**Instructions to follow:**
Present the following data again exactly as it is shown.
______________________________
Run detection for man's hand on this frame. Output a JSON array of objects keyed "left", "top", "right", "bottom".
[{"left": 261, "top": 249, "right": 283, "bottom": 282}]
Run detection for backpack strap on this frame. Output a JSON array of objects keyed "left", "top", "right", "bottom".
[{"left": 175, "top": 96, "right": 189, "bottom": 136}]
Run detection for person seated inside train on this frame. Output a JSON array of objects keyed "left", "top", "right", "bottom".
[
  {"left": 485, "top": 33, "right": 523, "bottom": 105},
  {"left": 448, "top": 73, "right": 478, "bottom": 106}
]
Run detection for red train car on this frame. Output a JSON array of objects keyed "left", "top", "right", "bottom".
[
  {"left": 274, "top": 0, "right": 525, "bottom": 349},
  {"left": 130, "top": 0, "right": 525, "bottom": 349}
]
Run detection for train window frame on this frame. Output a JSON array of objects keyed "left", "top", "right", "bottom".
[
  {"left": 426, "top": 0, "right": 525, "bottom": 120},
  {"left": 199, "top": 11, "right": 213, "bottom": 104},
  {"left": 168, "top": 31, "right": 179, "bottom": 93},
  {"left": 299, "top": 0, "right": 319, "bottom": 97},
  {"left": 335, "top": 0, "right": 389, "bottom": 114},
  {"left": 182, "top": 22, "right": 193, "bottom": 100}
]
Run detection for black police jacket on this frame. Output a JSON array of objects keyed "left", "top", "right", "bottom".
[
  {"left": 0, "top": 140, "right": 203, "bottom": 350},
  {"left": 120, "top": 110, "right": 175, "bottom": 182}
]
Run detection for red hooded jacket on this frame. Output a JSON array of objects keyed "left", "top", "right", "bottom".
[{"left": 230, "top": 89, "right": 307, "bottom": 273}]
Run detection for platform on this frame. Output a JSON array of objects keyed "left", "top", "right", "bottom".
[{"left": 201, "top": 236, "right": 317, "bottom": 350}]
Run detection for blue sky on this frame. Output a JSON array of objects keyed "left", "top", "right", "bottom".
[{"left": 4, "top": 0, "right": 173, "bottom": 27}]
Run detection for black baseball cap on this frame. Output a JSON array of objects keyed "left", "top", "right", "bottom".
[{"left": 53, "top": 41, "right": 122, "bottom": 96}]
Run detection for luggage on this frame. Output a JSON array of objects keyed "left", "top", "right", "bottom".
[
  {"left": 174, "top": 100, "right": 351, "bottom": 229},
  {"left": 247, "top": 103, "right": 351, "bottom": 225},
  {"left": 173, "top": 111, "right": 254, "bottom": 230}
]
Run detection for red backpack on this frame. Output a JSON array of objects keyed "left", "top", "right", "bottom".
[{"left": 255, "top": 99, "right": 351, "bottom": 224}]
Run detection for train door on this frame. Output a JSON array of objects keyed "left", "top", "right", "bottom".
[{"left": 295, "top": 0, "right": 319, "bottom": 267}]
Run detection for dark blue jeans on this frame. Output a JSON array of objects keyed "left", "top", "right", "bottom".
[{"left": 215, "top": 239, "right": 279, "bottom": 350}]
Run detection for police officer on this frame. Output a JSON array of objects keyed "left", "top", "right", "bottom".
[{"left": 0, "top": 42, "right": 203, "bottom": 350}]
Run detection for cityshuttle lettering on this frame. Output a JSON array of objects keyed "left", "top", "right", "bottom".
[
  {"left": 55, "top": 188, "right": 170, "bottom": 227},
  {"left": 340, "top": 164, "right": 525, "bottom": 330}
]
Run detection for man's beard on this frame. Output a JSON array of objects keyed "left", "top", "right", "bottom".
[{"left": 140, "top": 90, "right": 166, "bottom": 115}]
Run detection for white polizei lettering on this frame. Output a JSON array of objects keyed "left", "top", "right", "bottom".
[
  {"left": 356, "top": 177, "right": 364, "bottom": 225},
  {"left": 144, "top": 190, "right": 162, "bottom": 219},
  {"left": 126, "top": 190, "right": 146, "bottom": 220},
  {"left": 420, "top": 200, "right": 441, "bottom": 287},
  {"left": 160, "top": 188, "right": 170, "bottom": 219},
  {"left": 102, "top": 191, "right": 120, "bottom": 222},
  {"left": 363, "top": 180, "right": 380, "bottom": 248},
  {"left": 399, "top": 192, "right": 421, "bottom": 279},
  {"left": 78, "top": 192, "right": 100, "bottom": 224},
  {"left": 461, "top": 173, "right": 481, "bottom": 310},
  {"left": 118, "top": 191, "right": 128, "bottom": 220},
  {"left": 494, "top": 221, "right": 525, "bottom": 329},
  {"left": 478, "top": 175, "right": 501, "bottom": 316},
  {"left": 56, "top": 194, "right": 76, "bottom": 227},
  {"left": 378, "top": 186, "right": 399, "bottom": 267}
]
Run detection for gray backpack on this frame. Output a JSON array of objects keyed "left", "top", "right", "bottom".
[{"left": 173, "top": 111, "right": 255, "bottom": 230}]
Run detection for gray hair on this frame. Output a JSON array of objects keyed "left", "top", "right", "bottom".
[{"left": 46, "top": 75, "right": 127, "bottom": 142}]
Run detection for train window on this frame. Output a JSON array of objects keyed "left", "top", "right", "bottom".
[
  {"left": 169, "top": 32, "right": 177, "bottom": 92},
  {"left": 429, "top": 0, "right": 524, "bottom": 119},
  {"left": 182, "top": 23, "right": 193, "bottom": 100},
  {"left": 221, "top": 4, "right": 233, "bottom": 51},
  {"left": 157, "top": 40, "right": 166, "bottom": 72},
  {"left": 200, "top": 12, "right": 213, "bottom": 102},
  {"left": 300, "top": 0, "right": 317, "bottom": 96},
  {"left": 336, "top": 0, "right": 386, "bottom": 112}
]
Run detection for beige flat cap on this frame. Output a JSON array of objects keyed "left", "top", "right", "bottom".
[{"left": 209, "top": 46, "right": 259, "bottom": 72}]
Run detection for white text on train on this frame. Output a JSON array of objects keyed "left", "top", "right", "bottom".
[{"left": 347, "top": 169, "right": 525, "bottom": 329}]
______________________________
**Answer for the task:**
Run detection for man's hand on this frame. Output a JSON array of objects keyed "left", "top", "right", "bottom".
[{"left": 261, "top": 249, "right": 283, "bottom": 282}]
Run detection for backpack strap on this frame. Output a JSON array of objects keyed "left", "top", "right", "bottom".
[{"left": 175, "top": 96, "right": 189, "bottom": 136}]
Run detection for person seated inside train on this frame. Output a JSON array of objects keyed "left", "top", "right", "bottom".
[
  {"left": 485, "top": 33, "right": 523, "bottom": 105},
  {"left": 448, "top": 73, "right": 478, "bottom": 106}
]
Run detection for red train car on this frame. Output a JSON array of objects keyed "left", "top", "right", "bottom".
[
  {"left": 274, "top": 0, "right": 525, "bottom": 349},
  {"left": 130, "top": 0, "right": 525, "bottom": 349}
]
Run detection for train window frame on this frame. Output a JSON array of objects keyed "left", "top", "right", "bottom".
[
  {"left": 426, "top": 0, "right": 525, "bottom": 120},
  {"left": 199, "top": 11, "right": 213, "bottom": 104},
  {"left": 168, "top": 31, "right": 179, "bottom": 93},
  {"left": 299, "top": 0, "right": 319, "bottom": 97},
  {"left": 335, "top": 0, "right": 389, "bottom": 114},
  {"left": 182, "top": 22, "right": 193, "bottom": 100}
]
Run detection for black police jacket on this frame. Output a JSON array of objects keyed "left", "top", "right", "bottom".
[
  {"left": 0, "top": 140, "right": 203, "bottom": 350},
  {"left": 120, "top": 110, "right": 175, "bottom": 182}
]
Run detection for red hooded jacket on this frame. Output a JSON array of objects keyed "left", "top", "right", "bottom".
[{"left": 230, "top": 89, "right": 307, "bottom": 273}]
Run detection for platform on this frame. Output a JSON array of objects keyed "left", "top", "right", "bottom".
[{"left": 201, "top": 236, "right": 317, "bottom": 350}]
Run detection for blue sky on this frame. Output a JSON array of objects keyed "left", "top", "right", "bottom".
[{"left": 4, "top": 0, "right": 173, "bottom": 27}]
Run detection for black baseball cap on this frame. Output a JSON array of objects keyed "left", "top", "right", "bottom".
[{"left": 53, "top": 41, "right": 122, "bottom": 96}]
Run detection for luggage on this frame. Output a JSON array of objects keyed "left", "top", "right", "bottom".
[
  {"left": 174, "top": 100, "right": 351, "bottom": 229},
  {"left": 247, "top": 103, "right": 351, "bottom": 225},
  {"left": 173, "top": 111, "right": 254, "bottom": 230}
]
Run detection for red backpack on this frame. Output a JSON array of objects keyed "left", "top", "right", "bottom".
[{"left": 255, "top": 99, "right": 351, "bottom": 224}]
Run detection for train door on this frame. Output a JSON array of objects keyed "left", "top", "right", "bottom".
[{"left": 295, "top": 0, "right": 319, "bottom": 267}]
Run detection for dark blue jeans on this frame. Output a JSON array of objects keyed "left", "top", "right", "bottom".
[{"left": 215, "top": 239, "right": 279, "bottom": 350}]
Run detection for police officer on this frame. Output a JSON array of objects keyed "left", "top", "right", "bottom".
[{"left": 0, "top": 42, "right": 203, "bottom": 350}]
Run detection for cityshuttle lettering on this frame. Output a JSON array of objects keyed "left", "top", "right", "bottom".
[
  {"left": 55, "top": 188, "right": 170, "bottom": 227},
  {"left": 340, "top": 164, "right": 525, "bottom": 330}
]
Run detection for man's beard on this frame. Output a JSON array of objects keyed "left", "top", "right", "bottom".
[{"left": 140, "top": 90, "right": 166, "bottom": 115}]
Run detection for white polizei lettering on this frame. Output a JSON array of objects keyed "left", "top", "right", "bottom".
[
  {"left": 356, "top": 177, "right": 364, "bottom": 225},
  {"left": 144, "top": 190, "right": 162, "bottom": 219},
  {"left": 126, "top": 190, "right": 146, "bottom": 220},
  {"left": 420, "top": 200, "right": 441, "bottom": 287},
  {"left": 160, "top": 188, "right": 170, "bottom": 219},
  {"left": 102, "top": 191, "right": 120, "bottom": 222},
  {"left": 363, "top": 180, "right": 380, "bottom": 248},
  {"left": 399, "top": 192, "right": 421, "bottom": 279},
  {"left": 78, "top": 192, "right": 100, "bottom": 224},
  {"left": 461, "top": 173, "right": 481, "bottom": 310},
  {"left": 118, "top": 191, "right": 128, "bottom": 220},
  {"left": 494, "top": 221, "right": 525, "bottom": 329},
  {"left": 478, "top": 175, "right": 501, "bottom": 316},
  {"left": 56, "top": 194, "right": 76, "bottom": 227},
  {"left": 378, "top": 186, "right": 399, "bottom": 267}
]
Run detection for gray backpack on this frame. Output a JSON array of objects keyed "left", "top", "right", "bottom".
[{"left": 173, "top": 111, "right": 255, "bottom": 230}]
Run detection for gray hair on this frame. Output a JSON array of objects keyed "left", "top", "right", "bottom".
[{"left": 46, "top": 75, "right": 127, "bottom": 142}]
Run detection for train window on this frame. Output a JSON array of objects keyed "left", "top", "right", "bottom".
[
  {"left": 169, "top": 32, "right": 177, "bottom": 92},
  {"left": 429, "top": 0, "right": 524, "bottom": 119},
  {"left": 182, "top": 23, "right": 193, "bottom": 100},
  {"left": 221, "top": 4, "right": 233, "bottom": 51},
  {"left": 157, "top": 40, "right": 166, "bottom": 72},
  {"left": 200, "top": 12, "right": 213, "bottom": 102},
  {"left": 300, "top": 0, "right": 317, "bottom": 96},
  {"left": 336, "top": 0, "right": 386, "bottom": 112}
]
Run detection for beige flat cap on this frame. Output a JSON array of objects keyed "left", "top", "right", "bottom".
[{"left": 209, "top": 46, "right": 259, "bottom": 72}]
Run detection for white text on train on this frame. Output a JSON array of objects keyed "left", "top", "right", "bottom".
[{"left": 347, "top": 169, "right": 525, "bottom": 329}]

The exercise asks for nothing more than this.